(TASK INPUT begins)

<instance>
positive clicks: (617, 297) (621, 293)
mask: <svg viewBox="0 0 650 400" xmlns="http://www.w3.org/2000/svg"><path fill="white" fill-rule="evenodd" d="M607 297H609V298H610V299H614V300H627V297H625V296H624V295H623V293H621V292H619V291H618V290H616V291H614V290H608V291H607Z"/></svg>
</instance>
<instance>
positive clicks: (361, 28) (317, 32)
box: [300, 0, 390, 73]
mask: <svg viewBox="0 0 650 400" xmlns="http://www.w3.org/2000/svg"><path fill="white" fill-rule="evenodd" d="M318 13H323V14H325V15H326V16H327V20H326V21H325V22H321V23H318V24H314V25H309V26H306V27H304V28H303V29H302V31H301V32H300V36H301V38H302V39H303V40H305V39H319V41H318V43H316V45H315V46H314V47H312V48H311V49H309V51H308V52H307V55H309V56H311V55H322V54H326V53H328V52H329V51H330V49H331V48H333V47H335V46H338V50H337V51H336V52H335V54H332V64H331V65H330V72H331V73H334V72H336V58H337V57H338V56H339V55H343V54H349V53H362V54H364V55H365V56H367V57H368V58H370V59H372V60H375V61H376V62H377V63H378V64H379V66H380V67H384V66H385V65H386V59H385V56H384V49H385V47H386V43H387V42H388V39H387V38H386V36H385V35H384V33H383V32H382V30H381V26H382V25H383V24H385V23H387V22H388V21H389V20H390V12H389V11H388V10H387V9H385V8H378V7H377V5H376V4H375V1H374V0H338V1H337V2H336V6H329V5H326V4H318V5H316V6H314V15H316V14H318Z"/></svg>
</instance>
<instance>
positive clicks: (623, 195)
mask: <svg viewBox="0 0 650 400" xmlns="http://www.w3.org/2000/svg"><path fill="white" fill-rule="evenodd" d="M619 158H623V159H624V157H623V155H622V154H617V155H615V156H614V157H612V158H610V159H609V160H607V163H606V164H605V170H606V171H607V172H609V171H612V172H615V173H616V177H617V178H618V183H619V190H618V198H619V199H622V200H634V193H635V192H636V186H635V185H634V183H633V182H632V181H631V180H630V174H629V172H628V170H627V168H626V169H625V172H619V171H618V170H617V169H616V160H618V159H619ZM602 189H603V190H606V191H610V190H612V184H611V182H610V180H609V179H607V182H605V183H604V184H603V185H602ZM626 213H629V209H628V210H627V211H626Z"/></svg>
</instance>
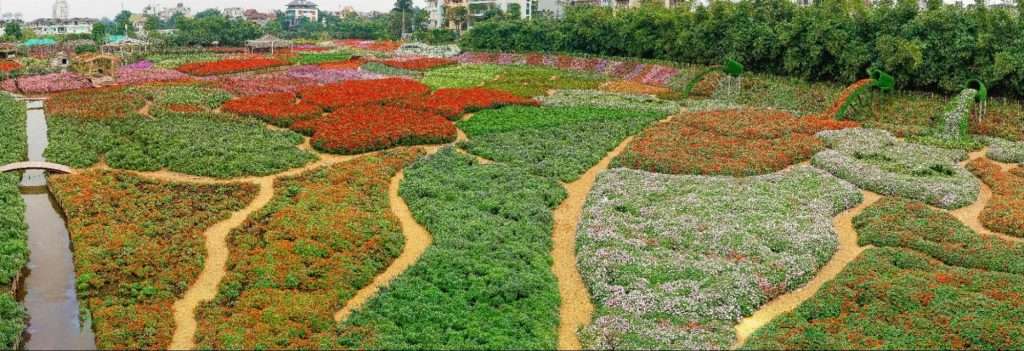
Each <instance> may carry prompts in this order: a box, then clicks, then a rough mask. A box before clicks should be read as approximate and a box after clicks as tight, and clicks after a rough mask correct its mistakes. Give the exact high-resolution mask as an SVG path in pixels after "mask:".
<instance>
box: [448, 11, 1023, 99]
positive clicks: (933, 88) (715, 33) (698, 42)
mask: <svg viewBox="0 0 1024 351" xmlns="http://www.w3.org/2000/svg"><path fill="white" fill-rule="evenodd" d="M1022 23H1024V19H1022V18H1021V17H1020V16H1018V15H1017V14H1015V13H1013V10H1012V9H1005V8H988V7H986V6H970V7H964V6H955V5H946V6H941V5H940V6H936V7H935V8H933V9H928V10H919V9H918V5H916V3H914V2H910V1H898V2H895V3H894V2H893V1H888V2H879V3H876V4H873V5H870V6H868V7H865V8H862V9H857V10H850V9H848V8H847V7H845V6H844V4H843V2H841V1H822V2H817V3H815V4H814V5H813V6H799V5H797V4H796V3H794V2H792V1H786V0H743V1H739V2H728V1H720V2H713V3H712V4H711V5H709V6H707V7H706V6H698V7H696V8H694V9H692V10H690V9H686V8H676V9H665V8H660V7H658V6H640V7H636V8H629V9H616V10H614V11H613V10H611V9H610V8H607V7H595V6H577V7H569V8H566V13H565V15H564V19H563V20H549V19H541V20H538V19H531V20H525V19H524V20H493V21H484V23H480V24H476V26H474V27H473V29H472V30H470V31H469V32H468V33H466V34H464V35H463V37H462V39H461V41H460V43H461V44H462V46H463V47H464V48H467V49H484V50H499V51H545V52H584V53H590V54H599V55H609V56H629V57H644V58H659V59H666V60H672V61H678V62H689V63H698V64H717V63H719V62H722V60H723V59H724V58H727V57H728V58H734V59H736V60H738V61H740V62H743V64H744V65H746V67H748V68H749V69H750V70H751V71H754V72H761V73H772V74H779V75H785V76H792V77H798V78H803V79H809V80H830V81H837V82H843V83H850V82H853V81H855V80H856V79H857V78H859V77H862V76H863V72H864V70H865V69H867V68H868V67H872V65H877V67H879V68H880V69H882V70H884V71H886V72H889V73H891V74H893V76H895V77H897V78H898V80H899V83H900V84H902V85H903V86H905V87H912V88H921V89H927V90H942V91H946V92H956V91H959V89H961V88H962V84H963V82H965V81H967V80H969V79H972V78H975V77H981V78H982V81H984V82H985V83H986V84H987V85H989V87H990V88H991V90H992V91H1002V92H1006V93H1007V94H1013V95H1024V26H1022Z"/></svg>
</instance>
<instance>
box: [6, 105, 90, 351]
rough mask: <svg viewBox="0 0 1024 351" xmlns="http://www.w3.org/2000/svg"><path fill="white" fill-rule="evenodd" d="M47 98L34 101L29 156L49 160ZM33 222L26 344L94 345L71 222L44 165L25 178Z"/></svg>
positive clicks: (29, 246) (24, 284) (23, 192)
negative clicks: (65, 217)
mask: <svg viewBox="0 0 1024 351" xmlns="http://www.w3.org/2000/svg"><path fill="white" fill-rule="evenodd" d="M42 108H43V103H42V101H30V102H29V116H28V134H29V161H46V159H45V158H44V157H43V151H44V150H45V149H46V145H47V144H48V139H47V134H46V116H45V115H44V113H43V109H42ZM20 192H22V199H24V200H25V204H26V220H27V221H28V224H29V250H31V253H30V256H29V264H28V270H29V274H28V276H26V278H25V282H24V289H23V290H22V294H23V295H24V300H23V303H24V304H25V307H26V308H27V309H28V310H29V327H28V331H27V333H26V334H27V340H26V342H25V349H27V350H54V349H56V350H69V349H94V348H95V347H96V345H95V341H94V337H93V335H92V328H91V327H89V326H88V325H84V326H85V327H83V325H82V322H80V318H79V305H78V297H77V295H76V292H75V265H74V261H73V259H72V251H71V237H70V235H69V234H68V226H67V223H66V222H65V218H63V216H62V215H61V213H62V211H60V210H59V208H58V207H57V203H56V201H55V200H54V199H53V198H52V196H51V195H50V192H49V189H48V188H47V186H46V174H45V172H43V171H27V172H26V173H25V175H24V176H23V178H22V183H20Z"/></svg>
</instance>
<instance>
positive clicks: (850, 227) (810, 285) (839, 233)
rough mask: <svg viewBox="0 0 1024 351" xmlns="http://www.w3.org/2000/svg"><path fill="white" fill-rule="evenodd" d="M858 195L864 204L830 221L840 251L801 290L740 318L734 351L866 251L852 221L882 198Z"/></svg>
mask: <svg viewBox="0 0 1024 351" xmlns="http://www.w3.org/2000/svg"><path fill="white" fill-rule="evenodd" d="M860 192H861V193H862V194H863V195H864V201H863V202H862V203H860V205H859V206H857V207H855V208H853V209H850V210H847V211H845V212H843V213H841V214H840V215H839V216H836V218H834V219H833V227H834V228H836V232H837V233H838V234H839V250H838V251H837V252H836V255H834V256H833V258H831V260H829V261H828V263H826V264H825V266H824V267H821V270H819V271H818V273H817V275H815V276H814V278H813V279H811V281H808V282H807V284H805V286H804V287H803V288H800V289H798V290H796V291H793V292H791V293H788V294H785V295H782V296H779V297H776V298H775V299H773V300H772V301H770V302H768V303H767V304H765V305H764V306H761V308H760V309H758V311H757V312H754V315H751V316H750V317H746V318H743V320H742V321H740V322H739V324H738V325H736V344H734V345H733V349H738V348H740V347H742V346H743V344H745V343H746V340H748V338H750V337H751V335H753V334H754V332H755V331H757V330H758V328H760V327H762V326H764V325H765V324H767V323H768V322H770V321H771V320H772V319H774V318H775V317H777V316H779V315H780V314H782V313H785V312H788V311H792V310H793V309H795V308H797V307H798V306H800V304H802V303H803V302H804V301H807V300H808V299H810V298H812V297H814V294H817V292H818V290H820V289H821V287H822V286H823V284H824V283H825V282H827V281H829V280H831V279H834V278H836V276H837V275H839V273H840V272H842V271H843V268H846V266H847V265H848V264H850V262H853V260H854V259H856V258H857V256H860V253H861V252H863V251H864V249H865V248H861V247H860V246H858V245H857V231H856V230H854V228H853V218H854V217H857V215H859V214H860V213H861V212H863V211H864V210H865V209H867V208H868V207H870V206H871V205H873V204H874V203H877V202H878V201H879V200H881V199H882V196H881V195H879V194H877V193H873V192H870V191H864V190H861V191H860Z"/></svg>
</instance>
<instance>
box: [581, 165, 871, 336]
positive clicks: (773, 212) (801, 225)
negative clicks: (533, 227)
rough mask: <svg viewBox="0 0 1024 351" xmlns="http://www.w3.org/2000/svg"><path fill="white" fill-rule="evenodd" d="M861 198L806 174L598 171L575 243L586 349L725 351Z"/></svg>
mask: <svg viewBox="0 0 1024 351" xmlns="http://www.w3.org/2000/svg"><path fill="white" fill-rule="evenodd" d="M860 201H861V195H860V192H859V191H858V190H857V189H856V187H854V186H853V185H851V184H849V183H847V182H845V181H842V180H840V179H838V178H836V177H833V176H830V175H828V174H827V173H824V172H822V171H819V170H816V169H814V168H811V167H798V168H795V169H794V170H793V171H790V172H783V173H776V174H771V175H766V176H759V177H753V178H742V179H736V178H729V177H719V178H712V177H693V176H674V175H662V174H654V173H647V172H643V171H635V170H626V169H616V170H612V171H609V172H606V173H604V174H602V175H601V176H600V177H599V179H598V182H597V185H596V186H595V187H594V189H593V190H592V192H591V193H590V196H589V198H588V200H587V206H586V208H585V210H584V214H583V219H582V221H581V224H580V229H579V242H578V244H577V246H578V251H579V253H580V254H579V256H578V260H579V264H580V271H581V273H582V274H583V277H584V280H585V281H586V282H587V286H588V288H589V291H590V293H591V296H592V299H593V300H594V304H595V314H594V320H593V323H591V325H589V326H587V327H586V328H584V330H583V331H581V332H580V336H581V339H582V341H583V343H584V345H583V346H584V348H586V349H726V348H728V347H730V345H732V344H733V343H734V342H735V331H734V326H735V323H736V321H737V320H738V319H739V318H741V317H743V316H746V315H750V314H752V313H753V312H754V311H755V310H756V309H757V308H759V307H760V306H761V305H762V304H764V303H766V302H768V301H769V300H770V299H772V298H774V297H776V296H778V295H781V294H784V293H786V292H790V291H793V290H795V289H797V288H800V287H801V286H803V284H804V283H805V282H807V281H808V280H810V279H811V277H813V276H814V274H815V273H816V272H817V270H818V268H820V267H821V266H822V265H824V264H825V262H827V261H828V259H829V258H831V256H833V254H834V253H835V252H836V250H837V247H838V239H837V235H836V233H835V232H833V230H831V218H833V217H834V216H835V215H837V214H839V213H840V212H842V211H844V210H846V209H848V208H851V207H853V206H855V205H856V204H857V203H859V202H860ZM723 214H729V215H728V216H723Z"/></svg>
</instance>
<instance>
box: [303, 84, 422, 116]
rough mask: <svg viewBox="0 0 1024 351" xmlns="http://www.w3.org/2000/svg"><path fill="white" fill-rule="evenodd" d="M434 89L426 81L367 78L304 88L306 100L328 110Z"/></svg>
mask: <svg viewBox="0 0 1024 351" xmlns="http://www.w3.org/2000/svg"><path fill="white" fill-rule="evenodd" d="M429 92H430V88H429V87H427V86H426V85H423V83H420V82H417V81H413V80H408V79H400V78H387V79H376V80H366V81H345V82H341V83H336V84H329V85H325V86H321V87H314V88H309V89H304V90H302V92H301V94H300V95H302V100H303V101H306V102H309V103H313V104H316V105H318V106H322V107H324V108H327V109H331V111H334V109H337V108H339V107H342V106H350V105H359V104H383V103H387V102H393V101H396V100H400V99H407V98H411V97H415V96H422V95H426V94H427V93H429Z"/></svg>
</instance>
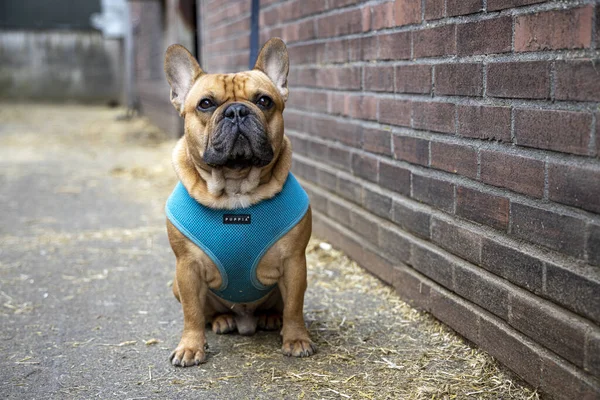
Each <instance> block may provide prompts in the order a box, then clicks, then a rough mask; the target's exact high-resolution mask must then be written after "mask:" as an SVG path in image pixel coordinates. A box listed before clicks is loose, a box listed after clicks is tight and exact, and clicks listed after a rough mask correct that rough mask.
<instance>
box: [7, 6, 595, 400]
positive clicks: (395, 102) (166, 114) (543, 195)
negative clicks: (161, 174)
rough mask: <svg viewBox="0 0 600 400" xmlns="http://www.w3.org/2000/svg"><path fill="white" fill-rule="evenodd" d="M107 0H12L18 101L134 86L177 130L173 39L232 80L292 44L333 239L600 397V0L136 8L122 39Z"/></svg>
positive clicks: (143, 103)
mask: <svg viewBox="0 0 600 400" xmlns="http://www.w3.org/2000/svg"><path fill="white" fill-rule="evenodd" d="M104 1H107V0H103V3H104ZM34 3H35V4H34ZM84 3H85V7H84V5H83V4H84ZM103 3H102V4H103ZM102 4H100V5H99V3H98V2H96V1H93V0H90V1H88V2H80V1H75V0H72V1H68V0H56V1H53V2H37V1H34V0H18V1H15V0H4V1H3V2H2V3H0V28H1V30H0V97H4V98H8V99H14V98H17V99H25V98H31V99H39V100H49V99H53V98H54V99H59V100H80V101H88V100H89V101H91V100H92V99H93V100H95V101H112V100H113V99H116V98H119V96H121V98H124V99H125V100H124V104H125V105H126V106H127V107H128V108H129V109H130V110H134V111H141V112H142V113H143V114H145V115H146V116H148V118H150V119H151V120H152V121H153V122H154V123H155V124H157V125H158V126H160V127H161V128H163V129H164V130H166V131H167V132H169V133H171V134H172V135H173V136H174V137H177V136H179V135H180V134H181V133H182V122H181V119H180V118H179V117H178V115H177V113H176V112H175V110H174V109H173V107H172V106H171V104H170V102H169V87H168V85H167V83H166V80H165V77H164V73H163V72H162V63H163V55H164V51H165V49H166V48H167V47H168V46H169V45H170V44H172V43H181V44H183V45H185V46H186V47H187V48H188V49H189V50H190V51H191V52H192V53H193V54H195V55H196V57H197V58H198V59H199V60H200V63H201V65H202V67H203V68H204V69H205V70H206V71H207V72H231V71H238V70H244V69H247V68H249V66H250V65H251V64H252V60H251V58H252V56H251V54H255V51H256V50H257V49H256V47H257V46H258V44H259V41H258V40H257V41H256V42H252V40H251V38H252V37H253V36H252V33H253V31H254V33H259V34H260V43H264V42H265V41H266V40H267V39H268V38H269V37H273V36H279V37H282V38H283V39H284V40H285V41H286V42H287V45H288V49H289V53H290V61H291V66H290V75H289V86H290V99H289V101H288V103H287V105H286V110H285V113H284V117H285V121H286V134H287V135H288V136H289V137H290V139H291V141H292V143H293V148H294V160H293V171H294V173H295V174H296V176H298V177H299V178H300V179H301V180H302V183H303V186H304V187H305V188H306V189H307V191H308V192H309V194H310V196H311V204H312V208H313V220H314V232H315V234H316V235H317V236H319V237H321V238H323V239H326V240H327V241H330V242H331V243H332V244H334V245H335V246H336V247H338V248H340V249H342V250H344V251H345V252H347V253H348V254H349V255H350V256H351V257H352V258H353V259H355V260H356V261H357V262H358V263H359V264H361V265H362V266H363V267H365V268H366V269H367V270H369V271H371V272H372V273H373V274H374V275H376V276H378V277H379V278H381V279H382V280H383V281H385V282H387V283H388V284H390V285H393V286H394V287H395V288H396V290H397V291H398V293H399V294H400V296H401V297H402V298H404V299H405V300H407V301H408V302H411V303H412V304H414V305H415V306H417V307H419V308H421V309H424V310H427V311H429V312H431V313H432V314H433V315H434V316H436V317H437V318H439V319H440V320H441V321H443V322H445V323H446V324H448V325H449V326H450V327H452V328H453V329H455V330H456V331H457V332H459V333H460V334H462V335H463V336H464V337H466V338H467V339H469V340H471V341H472V342H474V343H476V344H477V345H479V346H481V347H482V348H484V349H485V350H487V351H488V352H490V353H491V354H492V355H494V356H495V357H496V358H498V359H499V360H500V361H501V362H502V363H504V364H505V365H506V366H508V367H509V368H511V369H512V370H513V371H515V372H516V373H517V374H519V375H520V376H521V377H522V378H523V379H524V380H526V381H527V382H529V383H530V384H531V385H533V386H534V387H539V388H540V389H541V390H542V391H543V392H544V393H546V394H548V395H550V396H551V397H553V398H564V399H575V398H577V399H579V398H582V399H583V398H590V399H592V398H598V393H599V392H600V159H599V155H600V111H599V110H600V72H599V71H600V68H599V67H598V64H599V62H600V4H599V2H598V1H597V0H570V1H563V0H464V1H462V0H461V1H457V0H262V1H256V0H254V1H252V0H130V1H128V2H127V7H128V8H127V9H128V15H127V18H126V21H127V23H126V25H127V29H126V33H125V34H124V35H123V37H122V38H120V39H105V40H103V39H102V33H100V31H97V30H94V29H93V28H91V26H90V25H89V23H88V22H86V21H89V14H92V13H94V12H99V10H100V8H102V7H101V6H102ZM66 10H69V11H71V10H73V14H72V15H73V16H74V17H73V19H74V20H76V21H73V20H72V19H71V18H70V17H69V19H68V20H65V19H64V18H66V17H65V15H70V12H67V11H66ZM42 11H43V12H42ZM59 11H60V12H59ZM75 16H76V17H75ZM257 30H258V32H256V31H257ZM104 37H106V35H104ZM253 52H254V53H253ZM120 82H122V84H121V83H120ZM123 92H124V93H123ZM382 323H384V322H382Z"/></svg>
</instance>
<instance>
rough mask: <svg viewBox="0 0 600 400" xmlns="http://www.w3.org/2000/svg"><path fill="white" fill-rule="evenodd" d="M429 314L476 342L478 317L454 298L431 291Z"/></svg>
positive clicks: (444, 293) (431, 289)
mask: <svg viewBox="0 0 600 400" xmlns="http://www.w3.org/2000/svg"><path fill="white" fill-rule="evenodd" d="M430 304H431V306H430V307H431V313H432V314H433V315H434V316H435V317H436V318H438V319H439V320H440V321H442V322H444V323H445V324H447V325H448V326H450V327H451V328H452V329H454V330H455V331H456V332H458V333H460V334H461V335H462V336H464V337H466V338H467V339H469V340H471V341H474V342H477V341H478V337H479V316H478V315H477V314H474V313H473V312H472V310H470V309H469V308H467V307H466V306H464V303H463V302H459V301H457V300H456V299H455V297H454V296H452V297H451V296H450V295H448V294H446V293H442V292H440V291H438V290H435V289H431V294H430Z"/></svg>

(TASK INPUT ends)

▶ **REQUIRED ACTION**:
Pull out each line above that contains the string "resolution", and copy every one of them in full.

▶ **WRITTEN REPLY**:
Each <instance> may carry prompts in this order: a box, then clicks, then a rough mask. A box before clicks should be read as approximate and a box after clicks as tight, and clicks after a rough mask correct its mistakes. Give the exact high-resolution mask as an SVG path in pixels after "mask:".
Each <instance> block may provide prompts in the order a box, then clicks, then a rough mask; the target's exact high-resolution mask must then be written after "mask:" as an SVG path in image pixel coordinates. A box listed before clicks is loose, a box listed after clicks is tight and exact, and clicks listed after a rough mask correct that rough mask.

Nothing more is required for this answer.